▶ _TEXT PASSAGE_:
◇ ◇ ◇

# Energy gestioning(laptop)



## Vertecedoc (Oct 31, 2021)

[in spite of i installed ghostbsd instead of freebsd, i decided publish here beacuse is like what happen with ubuntu and its flavors, 99%  of the things are beacuse is ubuntu and is not dependent on the modifications of the flavor itselve, so the solutions are the same when is about the system itselve and is not dependient on the modifications that ghostbsd did to freebsd]

I resentelly (4 days) installed ghostbsd (the manjaro af the bsds), and even though i'm having troubles to figure out some things i'm liking it, and so. 
i've not readed the manual at all since i have 4 days on freebsd/ghostbsd(mostelly the same)
i'm having troubles with the battery live of my laptop (Thinkpad L560) beacouse on linux the battery has a live about the 7-9 hours but now i noticed that on freebsd my battery life is about 5-6 hours and i want to tweak the freebsd power management for grow the battery life,
¿how can i do that? or ¿i'm saing stupid things?


----------



## bsduck (Oct 31, 2021)

This guide should be interesting to you: https://vermaden.wordpress.com/2018/11/28/the-power-to-serve-freebsd-power-management/


----------



## Vertecedoc (Nov 4, 2021)

thankyou!


----------

◇ ◇ ◇

▶ _AIM OF THE EXERCISE_: Check each statement against the laptop power management thread, answering yes or no and quoting the words of the thread that decide it. (a) The laptop's battery lasts longer on Linux than on FreeBSD. (b) The original poster had read the manual before asking. (c) The reply points to a guide on FreeBSD power management.

▶ _COLLECTED MATERIAL_:
◇ ◇ ◇

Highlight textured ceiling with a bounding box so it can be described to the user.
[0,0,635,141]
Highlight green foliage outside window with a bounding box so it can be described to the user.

◇ ◇ ◇

▶ _SOLUTION FOR THIS TASK_:
(a) Yes: "on linux the battery has a live about the 7-9 hours but now i noticed that on freebsd my battery life is about 5-6 hours"
(b) No: "i've not readed the manual at all"
(c) Yes: "This guide should be interesting to you: https://vermaden.wordpress.com/2018/11/28/the-power-to-serve-freebsd-power-management/"